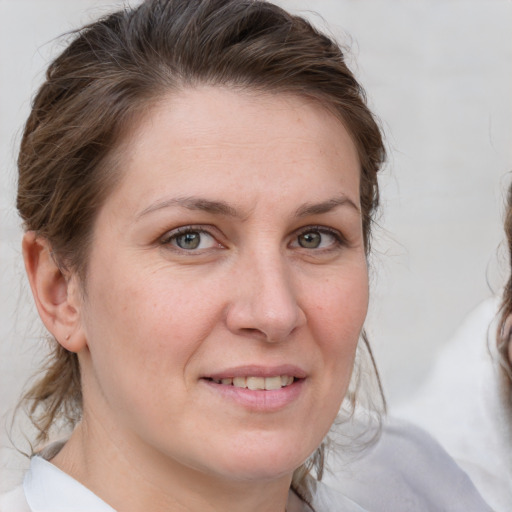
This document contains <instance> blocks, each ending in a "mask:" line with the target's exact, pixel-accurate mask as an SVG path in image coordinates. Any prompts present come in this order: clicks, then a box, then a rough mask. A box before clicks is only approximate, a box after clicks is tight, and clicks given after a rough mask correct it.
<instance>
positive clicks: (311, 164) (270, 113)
mask: <svg viewBox="0 0 512 512" xmlns="http://www.w3.org/2000/svg"><path fill="white" fill-rule="evenodd" d="M118 153H119V157H118V159H119V160H120V163H121V168H122V174H123V179H122V183H121V188H123V187H125V188H126V187H127V186H128V185H130V183H131V185H132V186H131V188H132V189H133V188H134V187H135V189H136V190H137V193H138V195H139V197H140V199H141V201H143V202H144V201H146V202H147V201H151V200H154V198H155V196H158V195H159V194H160V193H162V192H163V190H162V187H163V188H169V193H171V192H172V193H174V192H175V191H176V190H175V189H176V187H178V188H180V189H181V192H182V193H185V194H186V193H187V192H186V191H187V190H188V189H190V188H191V187H193V188H194V189H195V190H196V191H200V192H204V193H212V192H213V190H212V187H213V188H214V189H215V188H216V189H217V192H219V193H222V192H223V191H222V190H221V189H222V184H223V183H224V184H225V185H226V186H229V187H233V186H236V187H238V188H239V192H240V191H241V190H242V188H244V187H245V188H247V189H248V190H249V191H250V190H251V189H252V188H254V187H253V186H256V185H261V183H263V181H264V180H267V184H268V185H272V186H273V187H274V188H276V187H277V188H279V189H281V190H286V189H287V188H289V186H290V184H291V182H292V181H293V182H294V183H296V182H297V181H298V180H299V181H302V182H304V186H306V187H307V186H310V187H311V186H313V185H314V186H315V187H317V188H318V189H321V188H328V187H333V186H334V183H335V182H337V183H339V185H340V186H341V187H342V188H347V187H348V188H350V189H352V191H354V190H355V191H356V192H357V193H356V196H357V197H354V198H353V200H355V201H357V202H358V201H359V197H358V190H359V159H358V155H357V150H356V148H355V145H354V144H353V143H352V140H351V137H350V135H349V134H348V132H347V130H346V129H345V128H344V126H343V124H342V123H341V122H340V120H339V119H338V118H336V117H335V116H334V115H333V114H331V113H330V112H329V111H328V110H327V109H326V108H324V107H323V106H322V105H321V104H320V103H319V102H317V101H315V100H312V99H308V98H304V97H299V96H294V95H287V94H268V93H258V92H253V91H246V90H244V91H239V90H232V89H227V88H220V87H202V88H196V89H189V90H185V91H182V92H179V93H173V94H169V95H168V96H166V97H164V98H162V99H161V100H160V101H159V102H157V103H156V104H155V105H154V106H153V107H152V108H151V109H150V110H149V111H148V113H147V114H146V115H145V116H144V118H143V119H142V120H141V121H140V122H139V123H137V125H136V126H135V127H134V129H133V130H132V131H131V133H130V134H129V136H128V137H126V138H125V140H124V142H123V143H122V144H121V146H120V148H119V152H118ZM327 178H329V179H327ZM123 182H124V183H123ZM173 189H174V190H173ZM132 191H133V190H132ZM125 192H127V190H124V193H125ZM344 192H345V191H344Z"/></svg>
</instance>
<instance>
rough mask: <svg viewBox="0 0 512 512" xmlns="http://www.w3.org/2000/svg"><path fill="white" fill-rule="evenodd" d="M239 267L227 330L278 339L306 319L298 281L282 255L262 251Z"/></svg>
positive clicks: (256, 336)
mask: <svg viewBox="0 0 512 512" xmlns="http://www.w3.org/2000/svg"><path fill="white" fill-rule="evenodd" d="M276 252H277V251H276ZM240 267H241V268H240V269H239V272H237V273H236V274H237V281H236V283H235V284H234V287H233V298H232V300H231V302H230V304H229V306H228V311H227V316H226V322H227V325H228V328H229V330H230V331H232V332H234V333H236V334H242V335H250V336H253V337H258V338H261V339H264V340H265V341H268V342H279V341H284V340H286V339H287V338H289V337H290V335H291V334H292V333H294V332H295V331H296V330H297V329H298V328H299V327H301V326H302V325H304V324H305V323H306V315H305V312H304V310H303V309H302V307H301V305H300V304H299V302H298V297H297V285H298V283H297V282H296V279H294V277H293V271H292V270H291V269H290V267H289V265H287V264H286V261H284V257H283V256H281V255H279V254H276V255H269V254H265V253H264V252H263V251H262V253H261V254H256V255H253V256H252V257H251V258H248V261H246V262H245V264H244V265H241V266H240Z"/></svg>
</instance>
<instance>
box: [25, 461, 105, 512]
mask: <svg viewBox="0 0 512 512" xmlns="http://www.w3.org/2000/svg"><path fill="white" fill-rule="evenodd" d="M23 489H24V491H25V497H26V499H27V502H28V504H29V506H30V509H31V510H32V512H115V510H114V509H113V508H112V507H111V506H109V505H107V504H106V503H105V502H104V501H103V500H101V499H100V498H98V496H96V495H95V494H94V493H93V492H92V491H90V490H89V489H87V487H85V486H83V485H82V484H81V483H80V482H78V481H77V480H75V479H74V478H72V477H71V476H69V475H68V474H67V473H64V471H61V470H60V469H59V468H58V467H57V466H54V465H53V464H52V463H51V462H48V461H47V460H45V459H43V458H42V457H37V456H36V457H33V458H32V460H31V462H30V469H29V470H28V471H27V473H26V475H25V478H24V480H23Z"/></svg>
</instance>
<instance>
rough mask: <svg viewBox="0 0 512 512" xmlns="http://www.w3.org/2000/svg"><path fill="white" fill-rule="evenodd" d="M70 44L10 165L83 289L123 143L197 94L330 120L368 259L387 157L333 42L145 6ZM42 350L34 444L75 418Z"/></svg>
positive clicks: (246, 17) (251, 23)
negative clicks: (18, 154) (206, 85)
mask: <svg viewBox="0 0 512 512" xmlns="http://www.w3.org/2000/svg"><path fill="white" fill-rule="evenodd" d="M70 37H71V41H70V42H69V44H68V45H67V47H66V48H65V49H64V50H63V51H62V53H61V54H60V55H59V56H58V57H57V58H56V59H55V60H54V61H53V62H52V63H51V64H50V66H49V68H48V70H47V73H46V80H45V81H44V83H43V84H42V86H41V87H40V89H39V91H38V92H37V94H36V96H35V98H34V100H33V104H32V110H31V113H30V116H29V118H28V120H27V122H26V125H25V128H24V132H23V135H22V140H21V145H20V151H19V157H18V170H19V181H18V195H17V208H18V211H19V214H20V216H21V218H22V219H23V223H24V228H25V230H27V231H34V232H35V233H36V235H37V236H40V237H42V238H45V239H46V240H47V241H48V242H49V244H50V246H51V248H52V253H53V256H54V258H55V261H56V263H57V264H58V265H59V266H60V268H62V269H66V270H72V271H74V272H76V273H77V274H78V275H79V277H80V279H81V281H82V283H85V282H86V279H87V259H88V254H89V247H90V244H91V239H92V236H91V235H92V231H93V225H94V220H95V216H96V214H97V212H98V209H99V208H100V207H101V205H102V204H103V202H104V201H105V199H106V198H107V197H108V195H109V193H110V192H111V191H112V190H113V188H114V187H115V186H116V183H117V182H118V180H119V179H120V177H121V176H122V170H121V169H120V166H118V165H117V160H116V149H117V148H118V147H119V145H120V143H121V142H122V141H123V137H124V136H125V135H126V134H127V133H128V131H129V130H131V129H133V127H134V126H135V125H136V124H137V122H138V121H139V120H140V119H141V118H142V116H144V114H145V113H147V112H150V111H151V108H152V106H153V105H154V104H156V103H157V102H158V101H159V100H160V99H162V98H163V97H164V96H166V95H169V94H172V93H173V91H177V92H178V91H180V90H184V89H187V88H193V87H196V86H202V85H211V86H222V87H229V88H234V89H241V90H244V89H248V90H253V91H261V92H264V93H285V94H293V95H298V96H302V97H307V98H310V99H312V100H314V101H317V102H319V103H320V104H321V105H323V106H324V107H325V108H327V109H329V111H330V112H332V113H333V114H334V115H335V116H337V118H338V119H339V120H340V121H341V122H342V123H343V124H344V126H345V127H346V129H347V130H348V132H349V133H350V135H351V137H352V140H353V142H354V144H355V146H356V148H357V151H358V155H359V160H360V167H361V169H360V172H361V180H360V199H361V209H362V224H363V233H364V241H365V247H366V251H367V253H368V251H369V247H370V232H371V224H372V219H373V216H374V212H375V210H376V208H377V206H378V201H379V190H378V184H377V172H378V170H379V168H380V167H381V165H382V163H383V161H384V159H385V148H384V144H383V140H382V135H381V131H380V128H379V126H378V123H377V122H376V119H375V118H374V116H373V115H372V113H371V111H370V109H369V108H368V106H367V102H366V97H365V93H364V90H363V89H362V87H361V85H360V84H359V83H358V81H357V80H356V79H355V77H354V75H353V74H352V72H351V71H350V70H349V68H348V67H347V64H346V62H345V56H344V53H343V50H342V49H341V48H340V46H339V45H338V44H337V43H336V42H335V41H334V40H333V39H332V38H331V37H329V36H327V35H325V34H323V33H321V32H320V31H318V30H317V29H316V28H314V27H313V26H312V25H311V24H310V23H309V22H308V21H306V20H305V19H303V18H302V17H299V16H295V15H292V14H289V13H288V12H286V11H284V10H283V9H281V8H280V7H278V6H276V5H274V4H272V3H269V2H266V1H260V0H147V1H144V2H142V3H141V4H140V5H138V6H137V7H135V8H125V9H123V10H120V11H118V12H115V13H113V14H110V15H107V16H105V17H103V18H102V19H99V20H98V21H96V22H94V23H92V24H90V25H87V26H85V27H83V28H82V29H80V30H78V31H76V32H74V33H73V34H71V35H70ZM364 343H365V344H366V345H367V341H366V338H365V341H364ZM51 347H52V348H51V355H50V358H49V360H48V362H47V365H46V366H45V368H44V369H43V371H42V373H41V375H40V377H39V379H38V380H36V381H35V382H34V384H33V385H32V387H31V388H30V389H29V390H28V392H27V393H26V395H25V397H24V399H25V402H24V403H26V404H27V407H28V411H29V414H30V416H31V419H32V421H33V423H34V425H35V426H36V427H37V429H38V432H39V436H38V441H45V440H47V438H48V434H49V431H50V428H51V427H52V425H53V424H55V422H57V421H59V422H61V423H67V424H68V425H69V426H71V427H73V426H74V425H75V424H76V423H77V422H78V421H79V420H80V416H81V411H82V392H81V384H80V367H79V363H78V358H77V355H76V354H74V353H71V352H68V351H67V350H65V349H64V348H62V347H61V346H60V345H59V344H58V343H57V342H56V341H55V340H51ZM367 348H368V349H369V346H367ZM370 353H371V352H370ZM311 461H312V462H310V466H308V467H306V468H304V467H303V468H301V469H300V471H298V473H297V474H298V475H299V476H300V475H302V476H303V475H304V474H306V473H307V472H308V471H309V469H310V468H311V466H316V470H317V475H321V472H322V464H323V462H322V461H323V451H322V450H320V451H318V452H317V453H316V454H315V456H314V457H313V458H312V459H311Z"/></svg>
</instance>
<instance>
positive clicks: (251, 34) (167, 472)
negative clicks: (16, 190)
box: [2, 0, 486, 512]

|---|

§ **TASK REQUIREMENTS**: Look above for the line holding "box: [25, 461, 105, 512]" and the line holding "positive clicks: (246, 17) (251, 23)". Retype both, and every line between them, word for word and nothing else.

§ **WRITTEN RESPONSE**:
box: [25, 461, 105, 512]
mask: <svg viewBox="0 0 512 512" xmlns="http://www.w3.org/2000/svg"><path fill="white" fill-rule="evenodd" d="M23 489H24V491H25V497H26V499H27V502H28V504H29V506H30V509H31V510H32V512H115V510H114V509H113V508H112V507H111V506H109V505H107V504H106V503H105V502H104V501H103V500H101V499H100V498H98V496H96V495H95V494H94V493H93V492H92V491H90V490H89V489H87V487H85V486H83V485H82V484H81V483H80V482H78V481H77V480H75V479H74V478H72V477H71V476H69V475H68V474H67V473H64V471H61V470H60V469H59V468H58V467H57V466H54V465H53V464H52V463H51V462H48V461H47V460H45V459H43V458H42V457H37V456H36V457H33V458H32V460H31V462H30V469H29V470H28V471H27V473H26V475H25V478H24V480H23Z"/></svg>
</instance>
<instance>
rough mask: <svg viewBox="0 0 512 512" xmlns="http://www.w3.org/2000/svg"><path fill="white" fill-rule="evenodd" d="M70 44L10 165L83 289L123 143L197 94L330 120L368 259L387 157L333 42L145 6ZM42 350L34 444L75 418Z"/></svg>
positive clicks: (246, 17) (251, 23)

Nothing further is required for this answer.